Set exercise -> Edit the data between the lines holding "the weathered rock" and "[[108, 228]]", inclusive, so that "weathered rock surface" becomes "worn rock surface", and give back only those lines with everything else unchanged.

Data entries ->

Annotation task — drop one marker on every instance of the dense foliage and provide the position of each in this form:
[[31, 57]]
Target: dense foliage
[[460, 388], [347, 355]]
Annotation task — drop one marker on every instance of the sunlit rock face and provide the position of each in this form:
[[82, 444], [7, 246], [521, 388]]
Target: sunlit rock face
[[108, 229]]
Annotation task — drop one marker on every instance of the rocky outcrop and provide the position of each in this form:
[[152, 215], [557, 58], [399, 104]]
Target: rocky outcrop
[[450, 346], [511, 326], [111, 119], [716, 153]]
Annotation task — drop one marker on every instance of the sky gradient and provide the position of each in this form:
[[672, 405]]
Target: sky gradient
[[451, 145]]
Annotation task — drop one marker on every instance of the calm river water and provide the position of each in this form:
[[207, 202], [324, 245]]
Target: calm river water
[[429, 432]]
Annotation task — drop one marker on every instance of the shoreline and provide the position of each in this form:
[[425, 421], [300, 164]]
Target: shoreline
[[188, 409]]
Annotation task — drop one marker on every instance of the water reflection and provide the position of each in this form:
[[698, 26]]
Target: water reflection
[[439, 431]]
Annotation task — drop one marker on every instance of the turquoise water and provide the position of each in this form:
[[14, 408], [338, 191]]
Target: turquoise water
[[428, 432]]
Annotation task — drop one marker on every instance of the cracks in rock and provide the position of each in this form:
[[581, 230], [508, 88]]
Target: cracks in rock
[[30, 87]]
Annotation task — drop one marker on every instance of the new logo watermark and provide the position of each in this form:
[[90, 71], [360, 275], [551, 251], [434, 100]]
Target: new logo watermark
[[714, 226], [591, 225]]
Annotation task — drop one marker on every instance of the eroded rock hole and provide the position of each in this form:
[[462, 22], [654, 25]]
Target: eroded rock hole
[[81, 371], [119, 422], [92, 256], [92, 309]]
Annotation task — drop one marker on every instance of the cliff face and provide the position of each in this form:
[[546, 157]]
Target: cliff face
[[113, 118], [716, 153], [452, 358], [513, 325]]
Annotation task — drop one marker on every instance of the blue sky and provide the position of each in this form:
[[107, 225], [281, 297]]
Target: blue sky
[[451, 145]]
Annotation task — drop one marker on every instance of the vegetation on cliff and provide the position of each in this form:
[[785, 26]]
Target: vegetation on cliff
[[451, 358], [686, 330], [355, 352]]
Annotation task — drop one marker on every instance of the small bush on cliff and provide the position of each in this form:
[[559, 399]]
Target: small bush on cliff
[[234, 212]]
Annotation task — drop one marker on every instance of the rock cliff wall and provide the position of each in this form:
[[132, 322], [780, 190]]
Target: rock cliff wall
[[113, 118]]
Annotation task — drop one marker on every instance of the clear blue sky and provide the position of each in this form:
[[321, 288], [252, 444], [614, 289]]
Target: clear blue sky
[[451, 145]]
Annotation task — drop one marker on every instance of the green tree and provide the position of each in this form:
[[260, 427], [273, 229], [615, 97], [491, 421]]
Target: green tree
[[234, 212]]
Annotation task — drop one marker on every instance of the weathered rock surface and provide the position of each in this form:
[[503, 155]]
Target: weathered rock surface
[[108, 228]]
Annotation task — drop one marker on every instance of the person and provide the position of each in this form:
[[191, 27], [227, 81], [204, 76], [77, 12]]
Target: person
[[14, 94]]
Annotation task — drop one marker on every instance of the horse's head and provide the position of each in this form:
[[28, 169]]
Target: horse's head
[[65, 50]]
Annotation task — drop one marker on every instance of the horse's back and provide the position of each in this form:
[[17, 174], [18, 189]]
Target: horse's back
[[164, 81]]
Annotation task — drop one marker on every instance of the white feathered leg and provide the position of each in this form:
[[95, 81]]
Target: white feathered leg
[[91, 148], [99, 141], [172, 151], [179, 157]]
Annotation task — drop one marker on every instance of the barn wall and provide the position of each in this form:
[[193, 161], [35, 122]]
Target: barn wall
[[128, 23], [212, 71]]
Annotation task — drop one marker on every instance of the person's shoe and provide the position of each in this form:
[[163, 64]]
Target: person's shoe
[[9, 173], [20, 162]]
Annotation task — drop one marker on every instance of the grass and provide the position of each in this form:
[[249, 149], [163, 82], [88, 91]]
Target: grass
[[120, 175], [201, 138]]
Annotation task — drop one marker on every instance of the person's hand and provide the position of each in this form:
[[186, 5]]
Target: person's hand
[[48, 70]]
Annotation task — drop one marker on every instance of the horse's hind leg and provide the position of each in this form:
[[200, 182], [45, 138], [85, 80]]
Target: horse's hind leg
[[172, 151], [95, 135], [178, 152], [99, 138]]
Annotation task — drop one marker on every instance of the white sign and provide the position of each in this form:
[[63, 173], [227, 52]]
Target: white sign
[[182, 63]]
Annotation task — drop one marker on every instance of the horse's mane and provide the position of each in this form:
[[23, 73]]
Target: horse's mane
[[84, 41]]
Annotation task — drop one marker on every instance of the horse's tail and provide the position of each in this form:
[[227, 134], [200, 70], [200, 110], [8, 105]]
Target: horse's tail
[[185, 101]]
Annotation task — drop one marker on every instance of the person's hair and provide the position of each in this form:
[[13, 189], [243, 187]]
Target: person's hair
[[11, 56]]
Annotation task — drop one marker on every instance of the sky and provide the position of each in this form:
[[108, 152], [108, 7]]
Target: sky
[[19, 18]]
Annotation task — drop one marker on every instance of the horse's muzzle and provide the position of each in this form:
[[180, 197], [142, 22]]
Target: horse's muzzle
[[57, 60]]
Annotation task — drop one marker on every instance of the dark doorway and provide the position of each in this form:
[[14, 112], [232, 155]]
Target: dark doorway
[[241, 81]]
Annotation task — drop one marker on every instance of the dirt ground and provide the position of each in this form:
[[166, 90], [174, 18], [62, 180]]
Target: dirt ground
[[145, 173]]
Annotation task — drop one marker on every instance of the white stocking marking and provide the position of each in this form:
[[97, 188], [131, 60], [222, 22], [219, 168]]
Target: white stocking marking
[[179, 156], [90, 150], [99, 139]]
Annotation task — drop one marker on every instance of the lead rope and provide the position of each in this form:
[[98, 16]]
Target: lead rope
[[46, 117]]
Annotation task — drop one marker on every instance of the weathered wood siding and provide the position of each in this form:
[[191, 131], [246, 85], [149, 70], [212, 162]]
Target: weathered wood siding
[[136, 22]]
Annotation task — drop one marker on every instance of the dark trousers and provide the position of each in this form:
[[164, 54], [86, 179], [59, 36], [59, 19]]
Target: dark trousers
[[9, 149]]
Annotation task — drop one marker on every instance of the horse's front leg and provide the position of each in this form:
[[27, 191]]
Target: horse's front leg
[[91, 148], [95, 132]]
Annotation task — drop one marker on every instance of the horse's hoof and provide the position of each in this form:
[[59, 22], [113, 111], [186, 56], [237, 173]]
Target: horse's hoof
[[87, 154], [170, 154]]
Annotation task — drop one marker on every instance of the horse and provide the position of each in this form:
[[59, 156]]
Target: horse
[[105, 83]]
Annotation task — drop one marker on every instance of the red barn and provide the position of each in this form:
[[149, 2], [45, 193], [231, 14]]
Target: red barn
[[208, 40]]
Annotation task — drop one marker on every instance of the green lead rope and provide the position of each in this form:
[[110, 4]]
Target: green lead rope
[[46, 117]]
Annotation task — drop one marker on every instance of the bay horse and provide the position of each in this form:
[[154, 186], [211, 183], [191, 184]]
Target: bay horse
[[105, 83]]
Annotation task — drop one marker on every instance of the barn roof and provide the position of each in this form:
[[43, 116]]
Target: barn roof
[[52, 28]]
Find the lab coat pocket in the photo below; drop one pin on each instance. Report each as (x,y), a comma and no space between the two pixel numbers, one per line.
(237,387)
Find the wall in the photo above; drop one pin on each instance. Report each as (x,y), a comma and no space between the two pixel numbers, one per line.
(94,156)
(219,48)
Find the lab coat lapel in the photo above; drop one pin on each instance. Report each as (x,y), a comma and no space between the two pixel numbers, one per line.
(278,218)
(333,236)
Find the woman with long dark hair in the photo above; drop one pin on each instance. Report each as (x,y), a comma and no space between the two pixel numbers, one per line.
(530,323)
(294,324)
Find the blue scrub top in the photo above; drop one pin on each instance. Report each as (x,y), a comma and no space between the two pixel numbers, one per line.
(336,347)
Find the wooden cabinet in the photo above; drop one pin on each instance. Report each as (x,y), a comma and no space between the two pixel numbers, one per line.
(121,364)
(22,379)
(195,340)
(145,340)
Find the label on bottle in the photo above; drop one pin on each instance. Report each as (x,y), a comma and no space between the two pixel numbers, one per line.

Solution to the problem ->
Annotation task — drop one marker on every instance of the worn rock surface and provide the position of each in this form:
[[503, 155]]
Target: worn rock surface
[[108, 228]]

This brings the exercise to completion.